===== Input for this task =====
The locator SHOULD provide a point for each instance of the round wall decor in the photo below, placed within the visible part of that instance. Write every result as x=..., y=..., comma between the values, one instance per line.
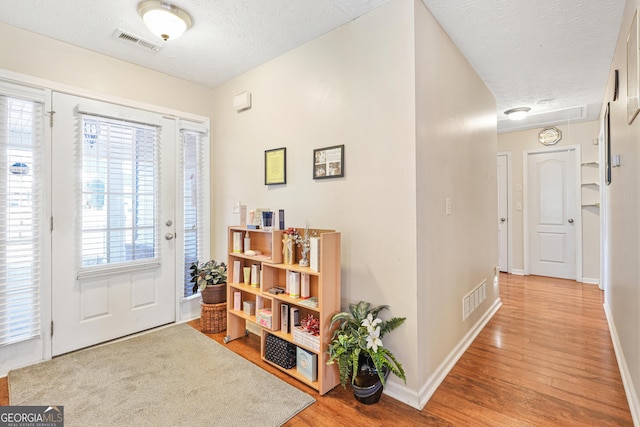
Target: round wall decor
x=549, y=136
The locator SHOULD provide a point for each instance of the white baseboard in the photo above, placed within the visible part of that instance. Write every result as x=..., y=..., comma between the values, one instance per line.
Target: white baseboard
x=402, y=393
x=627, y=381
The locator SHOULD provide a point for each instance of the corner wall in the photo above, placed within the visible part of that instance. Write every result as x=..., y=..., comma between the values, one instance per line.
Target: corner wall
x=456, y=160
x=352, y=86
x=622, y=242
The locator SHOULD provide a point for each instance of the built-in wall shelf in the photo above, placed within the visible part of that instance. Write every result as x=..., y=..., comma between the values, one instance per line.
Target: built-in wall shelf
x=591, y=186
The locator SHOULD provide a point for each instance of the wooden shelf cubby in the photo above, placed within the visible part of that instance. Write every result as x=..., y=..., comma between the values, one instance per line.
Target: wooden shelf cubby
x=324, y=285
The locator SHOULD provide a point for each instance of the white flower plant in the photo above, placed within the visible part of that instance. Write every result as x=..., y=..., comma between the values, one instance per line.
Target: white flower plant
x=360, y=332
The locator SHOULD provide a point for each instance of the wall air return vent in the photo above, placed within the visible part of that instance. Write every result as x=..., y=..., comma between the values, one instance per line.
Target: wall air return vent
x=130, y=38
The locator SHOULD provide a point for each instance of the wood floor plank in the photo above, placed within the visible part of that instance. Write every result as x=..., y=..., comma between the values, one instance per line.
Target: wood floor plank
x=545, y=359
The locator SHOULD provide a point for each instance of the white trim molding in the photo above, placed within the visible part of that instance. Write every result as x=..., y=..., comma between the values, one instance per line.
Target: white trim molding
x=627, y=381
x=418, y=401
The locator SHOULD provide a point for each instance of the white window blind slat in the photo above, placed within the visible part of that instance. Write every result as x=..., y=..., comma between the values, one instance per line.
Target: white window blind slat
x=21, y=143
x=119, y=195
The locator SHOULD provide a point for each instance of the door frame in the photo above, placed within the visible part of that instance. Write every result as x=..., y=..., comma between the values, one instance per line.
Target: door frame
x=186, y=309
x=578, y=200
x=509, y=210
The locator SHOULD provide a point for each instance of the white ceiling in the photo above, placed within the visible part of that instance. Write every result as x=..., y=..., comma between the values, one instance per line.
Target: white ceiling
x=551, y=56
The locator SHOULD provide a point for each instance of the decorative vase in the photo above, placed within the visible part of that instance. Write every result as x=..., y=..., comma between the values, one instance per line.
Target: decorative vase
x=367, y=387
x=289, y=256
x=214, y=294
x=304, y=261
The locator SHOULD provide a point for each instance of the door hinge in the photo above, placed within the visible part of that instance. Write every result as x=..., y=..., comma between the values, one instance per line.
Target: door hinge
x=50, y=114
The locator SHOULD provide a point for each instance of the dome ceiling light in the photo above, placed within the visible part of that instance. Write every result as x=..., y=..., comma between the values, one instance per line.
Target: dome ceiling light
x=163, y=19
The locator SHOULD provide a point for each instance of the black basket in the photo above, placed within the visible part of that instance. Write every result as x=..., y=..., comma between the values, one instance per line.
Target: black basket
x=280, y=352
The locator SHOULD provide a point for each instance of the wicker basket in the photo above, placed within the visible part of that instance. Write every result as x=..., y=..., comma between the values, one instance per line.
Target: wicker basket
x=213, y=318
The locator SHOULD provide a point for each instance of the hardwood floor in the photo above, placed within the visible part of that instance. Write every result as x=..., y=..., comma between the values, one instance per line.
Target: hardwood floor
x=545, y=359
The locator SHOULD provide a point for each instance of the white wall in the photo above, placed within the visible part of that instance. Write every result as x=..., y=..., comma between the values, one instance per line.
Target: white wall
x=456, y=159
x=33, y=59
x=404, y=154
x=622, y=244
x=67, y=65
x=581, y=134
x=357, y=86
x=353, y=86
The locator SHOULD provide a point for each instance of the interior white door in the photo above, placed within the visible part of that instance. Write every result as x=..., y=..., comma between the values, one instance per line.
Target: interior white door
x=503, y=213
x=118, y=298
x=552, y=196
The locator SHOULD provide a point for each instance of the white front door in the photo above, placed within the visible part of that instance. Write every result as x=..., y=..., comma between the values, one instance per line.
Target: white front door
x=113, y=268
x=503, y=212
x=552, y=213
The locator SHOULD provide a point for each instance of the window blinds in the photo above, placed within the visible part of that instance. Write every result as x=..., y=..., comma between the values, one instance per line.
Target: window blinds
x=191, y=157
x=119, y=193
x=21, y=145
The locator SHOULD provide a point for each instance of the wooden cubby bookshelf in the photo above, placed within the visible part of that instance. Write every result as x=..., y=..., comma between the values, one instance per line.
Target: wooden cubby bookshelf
=====
> _Stated exercise_:
Starting with the line that contains "of the hardwood", return each line through the last one of the data above, exactly as written and nothing more.

> _Right answer_:
The locator SHOULD provide a point for each instance of the hardwood floor in the photo above, placed within the visible part of that instance. Write every result as x=..., y=..., comma between the values, one instance per line.
Target: hardwood floor
x=545, y=359
The locator SHOULD provide a point for each instance of the white wall in the photo above, placed within the visible part of that instance. Write every result as x=..., y=..., comma between the values, one instance per line.
Target: white wall
x=456, y=159
x=33, y=59
x=404, y=154
x=622, y=244
x=67, y=65
x=581, y=134
x=357, y=86
x=353, y=86
The locator SHOULD provide a point for each instance of the interior white door in the photo above, placed within the visible part of that instance. Write every result as x=..., y=..., comma between the values, one instance per line.
Target: interior white door
x=503, y=213
x=118, y=298
x=552, y=196
The locator SHOULD provide a point for each instance of the white front door in the photo above, placed within the visible part of that instance. Write every result as x=..., y=..., comma between the values, one instance per line.
Target: white front door
x=113, y=268
x=503, y=212
x=552, y=213
The locator SHOULD provide a point for each instance of the window blinds in the photo above, placed within the visible part of that instance. Write every result as x=..., y=..., comma between the values, one instance per line.
Target: window blinds
x=191, y=157
x=119, y=193
x=21, y=145
The locator SHOULD provide a point for each instance of the wooden cubby bookshelf in the photo above, placed within the visible part of that instance. Write every result as x=..., y=..., comma between the values, one instance per line.
Target: wooden cubby bookshelf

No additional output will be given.